_How to complete this task_
Could you report every line from the entries that includes the word "below"?

————————

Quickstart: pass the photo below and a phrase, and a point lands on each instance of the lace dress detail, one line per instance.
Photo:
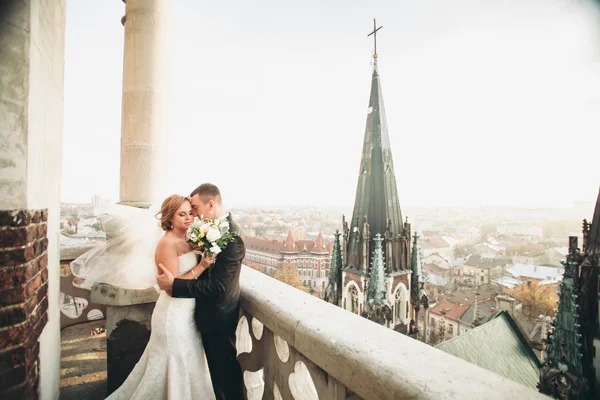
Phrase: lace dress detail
(173, 365)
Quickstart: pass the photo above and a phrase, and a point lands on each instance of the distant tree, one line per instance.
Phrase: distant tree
(288, 273)
(536, 299)
(488, 229)
(461, 251)
(432, 336)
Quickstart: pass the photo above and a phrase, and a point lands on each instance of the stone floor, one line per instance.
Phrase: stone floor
(83, 362)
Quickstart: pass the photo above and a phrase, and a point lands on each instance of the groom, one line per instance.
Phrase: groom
(217, 298)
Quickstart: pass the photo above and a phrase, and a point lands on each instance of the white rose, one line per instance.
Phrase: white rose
(213, 234)
(224, 226)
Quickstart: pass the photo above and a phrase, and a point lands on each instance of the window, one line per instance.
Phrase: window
(354, 299)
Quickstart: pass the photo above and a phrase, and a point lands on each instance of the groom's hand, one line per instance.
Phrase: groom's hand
(165, 280)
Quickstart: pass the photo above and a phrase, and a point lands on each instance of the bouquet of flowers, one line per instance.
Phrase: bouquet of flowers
(211, 235)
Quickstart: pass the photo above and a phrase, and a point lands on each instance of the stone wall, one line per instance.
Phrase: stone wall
(23, 299)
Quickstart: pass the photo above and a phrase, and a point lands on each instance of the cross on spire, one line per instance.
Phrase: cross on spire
(374, 33)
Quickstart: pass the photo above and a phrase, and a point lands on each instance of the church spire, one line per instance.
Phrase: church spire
(592, 242)
(376, 294)
(376, 203)
(334, 287)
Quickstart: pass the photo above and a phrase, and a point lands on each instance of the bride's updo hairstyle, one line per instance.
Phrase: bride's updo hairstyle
(168, 209)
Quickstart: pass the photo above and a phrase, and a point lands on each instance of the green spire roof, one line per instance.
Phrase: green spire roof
(376, 294)
(376, 191)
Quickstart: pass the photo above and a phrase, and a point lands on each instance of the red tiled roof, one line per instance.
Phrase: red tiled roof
(453, 311)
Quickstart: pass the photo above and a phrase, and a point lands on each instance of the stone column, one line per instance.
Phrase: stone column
(144, 134)
(145, 114)
(32, 42)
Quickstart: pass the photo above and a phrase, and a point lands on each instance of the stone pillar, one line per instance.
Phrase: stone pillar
(145, 113)
(426, 325)
(32, 39)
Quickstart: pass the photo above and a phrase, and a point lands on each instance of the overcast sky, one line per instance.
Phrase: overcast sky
(487, 103)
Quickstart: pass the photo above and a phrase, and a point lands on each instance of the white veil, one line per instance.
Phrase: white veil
(126, 259)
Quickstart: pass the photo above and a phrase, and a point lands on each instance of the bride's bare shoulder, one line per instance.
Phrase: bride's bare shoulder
(167, 241)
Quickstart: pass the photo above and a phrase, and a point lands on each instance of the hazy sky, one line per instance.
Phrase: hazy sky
(487, 103)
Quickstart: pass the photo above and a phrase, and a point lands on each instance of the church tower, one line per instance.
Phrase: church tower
(376, 243)
(571, 368)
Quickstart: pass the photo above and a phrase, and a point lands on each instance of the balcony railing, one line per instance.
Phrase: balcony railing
(293, 345)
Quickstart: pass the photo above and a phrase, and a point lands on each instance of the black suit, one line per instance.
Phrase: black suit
(217, 312)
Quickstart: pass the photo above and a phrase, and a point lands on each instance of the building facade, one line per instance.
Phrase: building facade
(311, 257)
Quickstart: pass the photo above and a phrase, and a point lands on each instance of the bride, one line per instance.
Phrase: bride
(173, 365)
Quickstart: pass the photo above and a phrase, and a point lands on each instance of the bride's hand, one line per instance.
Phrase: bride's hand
(207, 261)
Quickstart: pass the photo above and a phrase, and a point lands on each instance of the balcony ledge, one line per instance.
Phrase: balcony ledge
(370, 360)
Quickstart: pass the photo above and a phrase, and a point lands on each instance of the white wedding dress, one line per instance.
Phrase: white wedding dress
(173, 365)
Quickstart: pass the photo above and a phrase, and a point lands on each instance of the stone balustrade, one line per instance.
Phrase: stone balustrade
(292, 345)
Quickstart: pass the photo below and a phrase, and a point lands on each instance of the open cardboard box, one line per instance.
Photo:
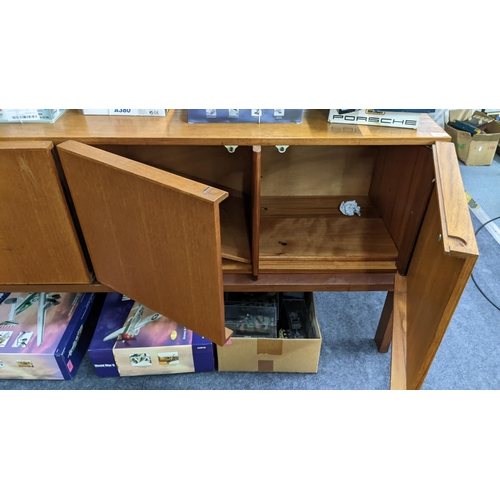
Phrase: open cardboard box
(242, 354)
(474, 150)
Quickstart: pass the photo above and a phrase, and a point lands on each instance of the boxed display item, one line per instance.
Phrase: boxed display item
(474, 147)
(43, 335)
(282, 354)
(131, 339)
(400, 118)
(245, 115)
(127, 112)
(30, 115)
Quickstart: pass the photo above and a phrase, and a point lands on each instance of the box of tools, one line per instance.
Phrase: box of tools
(43, 335)
(293, 347)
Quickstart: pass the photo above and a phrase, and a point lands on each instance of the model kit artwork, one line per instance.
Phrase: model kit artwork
(43, 335)
(19, 305)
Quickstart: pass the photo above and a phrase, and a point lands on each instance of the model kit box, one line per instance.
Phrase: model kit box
(245, 115)
(478, 149)
(282, 354)
(131, 340)
(42, 335)
(399, 118)
(126, 112)
(30, 115)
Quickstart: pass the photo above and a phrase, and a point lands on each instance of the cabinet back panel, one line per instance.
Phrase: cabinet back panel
(38, 241)
(213, 165)
(317, 171)
(400, 190)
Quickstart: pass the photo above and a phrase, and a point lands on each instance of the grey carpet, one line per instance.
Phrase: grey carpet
(469, 356)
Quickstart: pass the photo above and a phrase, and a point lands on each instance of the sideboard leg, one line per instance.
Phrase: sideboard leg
(383, 337)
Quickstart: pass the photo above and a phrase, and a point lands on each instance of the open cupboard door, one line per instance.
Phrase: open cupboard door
(152, 235)
(442, 262)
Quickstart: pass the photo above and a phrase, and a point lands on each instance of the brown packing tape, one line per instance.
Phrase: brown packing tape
(265, 365)
(274, 346)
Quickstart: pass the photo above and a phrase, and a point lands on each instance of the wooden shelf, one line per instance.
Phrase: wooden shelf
(174, 129)
(325, 243)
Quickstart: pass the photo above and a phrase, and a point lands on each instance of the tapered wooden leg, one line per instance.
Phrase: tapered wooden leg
(383, 337)
(398, 351)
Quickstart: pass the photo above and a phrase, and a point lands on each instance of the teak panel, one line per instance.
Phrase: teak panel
(435, 282)
(317, 171)
(235, 231)
(312, 206)
(174, 129)
(325, 239)
(151, 235)
(38, 241)
(213, 165)
(400, 190)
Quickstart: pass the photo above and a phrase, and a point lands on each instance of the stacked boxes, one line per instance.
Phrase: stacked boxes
(131, 340)
(474, 149)
(126, 112)
(43, 335)
(245, 115)
(30, 115)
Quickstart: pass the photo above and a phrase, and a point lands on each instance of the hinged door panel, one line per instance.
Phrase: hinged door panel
(444, 256)
(152, 235)
(38, 240)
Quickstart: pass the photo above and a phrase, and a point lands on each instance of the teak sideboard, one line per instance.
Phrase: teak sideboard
(173, 214)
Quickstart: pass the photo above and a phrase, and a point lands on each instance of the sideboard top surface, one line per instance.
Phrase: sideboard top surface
(174, 129)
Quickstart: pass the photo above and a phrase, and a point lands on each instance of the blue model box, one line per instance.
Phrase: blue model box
(43, 335)
(131, 339)
(245, 115)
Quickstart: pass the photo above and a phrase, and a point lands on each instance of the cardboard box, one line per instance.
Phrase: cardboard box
(245, 115)
(273, 355)
(126, 112)
(30, 115)
(43, 335)
(378, 117)
(131, 340)
(478, 149)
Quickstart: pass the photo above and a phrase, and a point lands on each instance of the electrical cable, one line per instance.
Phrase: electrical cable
(472, 275)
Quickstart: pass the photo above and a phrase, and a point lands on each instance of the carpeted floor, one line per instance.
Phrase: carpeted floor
(469, 356)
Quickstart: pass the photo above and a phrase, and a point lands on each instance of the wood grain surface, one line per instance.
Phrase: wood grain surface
(38, 241)
(325, 239)
(317, 171)
(435, 282)
(398, 350)
(174, 129)
(152, 235)
(457, 231)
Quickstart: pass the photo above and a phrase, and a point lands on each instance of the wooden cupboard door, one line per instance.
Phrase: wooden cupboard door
(442, 262)
(38, 240)
(151, 235)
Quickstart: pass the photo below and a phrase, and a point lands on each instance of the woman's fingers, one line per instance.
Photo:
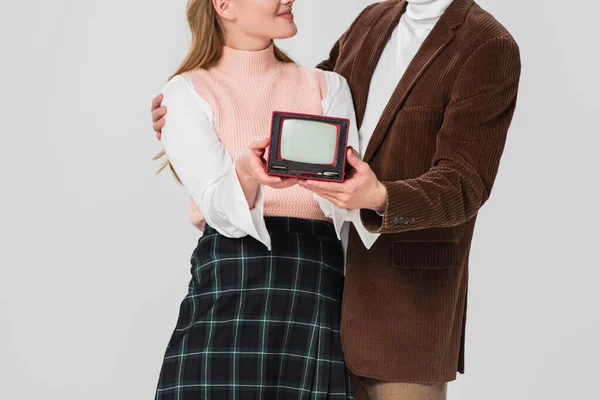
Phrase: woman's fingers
(157, 126)
(259, 144)
(158, 113)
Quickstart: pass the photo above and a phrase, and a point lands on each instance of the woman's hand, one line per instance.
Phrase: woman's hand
(250, 166)
(158, 115)
(250, 169)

————————

_Finished task_
Quickstart: pass the photo below and a phrase, and a point lands on each instance of the lace dress detail, one line per instance.
Quickstart: pass the photo below and a phrase, and a point lands on each instance of the open cardboard box, one line per instance.
Quickstart: pass the photo below and a phrase, and a point lands on each instance of the woman's fingers, one line per instance.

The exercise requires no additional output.